What to do:
1. Can you rewrite the paragraph starting "These methods enable the user" in the allocationTable documentation as a brief list that keeps its main facts?
2. Could you carry on the allocationTable documentation from its last line?

R/allocationTable.R

Defines functions allocationTable_offline makeChoices allocationTable.redcapApiConnection allocationTable

Documented in allocationTable allocationTable_offline allocationTable.redcapApiConnection

#' @name allocationTable
#' @title Generate Allocation Tables for the Randomization Module
#' 
#' @description These methods enable the user to generate allocation tables 
#' for the REDCap randomization module. Randomization may be stratified by other 
#' (categorical) variables in the data set as well as by Data 
#' Access Group. Additionally, randomization may be blocked 
#' to ensure balanced groups throughout the allocation
#' 
#' @inheritParams common-rcon-arg
#' @inheritParams common-dot-args
#' @inheritParams common-api-args
#' @param meta_data `character(1)`. For the offline method, a text string 
#'   giving the location of the data dictionary downloaded from REDCap.
#' @param random `character(1)`. The field name to be randomized.
#' @param strata `character`. Field names by which to stratify the randomization.
#' @param group `character(1)`. A field name giving a group by which randomization should be 
#'   stratified.  This could also be listed in `strata`, but the argument
#'   is provided to remain consistent with the REDCap user interface.
#' @param dag.id `integerish`. Data Access Group IDs.

Given material:
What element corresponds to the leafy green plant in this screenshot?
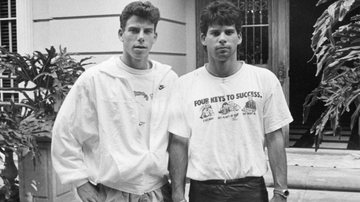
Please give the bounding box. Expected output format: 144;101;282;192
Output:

Responses:
1.
- The methods generate allocation tables for the REDCap randomization module.
- Randomization can be stratified by other categorical variables in the data set and by Data Access Group.
- Randomization can also be blocked to keep groups balanced throughout the allocation.

2.
#' @param replicates `integerish(1)`. The number of randomizations to perform 
#'   within each stratum
#' @param block.size `integerish`. Block size for the randomization.  Blocking is recommended
#'   to ensure balanced groups throughout the randomization.  This may be a vector
#'   to indicate variable block sizes throughout the randomization.
#' @param block.size.shift `numeric` on the interval `[0, 1]`. 
#'   A vector the same length as `block.size` where the
#'   first element is 0.  This controls when the block size changes as a proportion
#'   of the total sample size.  When `block.size=c(8, 4, 2)` and 
#' `block.size.shift = c(0, .5, .9)`, the first half of the randomization 
#'   is performed in blocks of 8, then the next 40 percent of the randomization
#'   is performed in blocks of 4, with the last ten percent performed in blocks
#'   of 2.
#' @param seed.dev `integerish`. At least one value is required.  If only one value is given, 
#'   it will be converted to a vector with length equal to the number of strata.
#'   Values will be incremented by 100 to provide independent randomizations.
#'   This may also have length equal to the number of strata.
#' @param seed.prod `integerish`. Same as `seed.dev`, but used to seed the production
#'   allocation.  No pairwise elements of `seed.dev` and `seed.prod`
#'   may be equal.  This guarantees that the two randomization schemes are 
#'   unique.
#' @param weights An optional vector giving the sampling weights for each of the randomization 
#'   groups.  There must be one number for each level of the randomization variable.  If named, 
#'   the names must match the group labels.  If unnamed, the group labels will be assigned in the
#'   same order they appear in the data dictionary.  The weights will be normalized, so they do
#'   not need to sum to 1.0.  In other words, `weights=c(3, 1)` can indicate a 3:1 sampling
#'   ratio.
#' 
#' @details Each element in `block.size` must be a multiple of the number of 
#'   groups in the randomized variable.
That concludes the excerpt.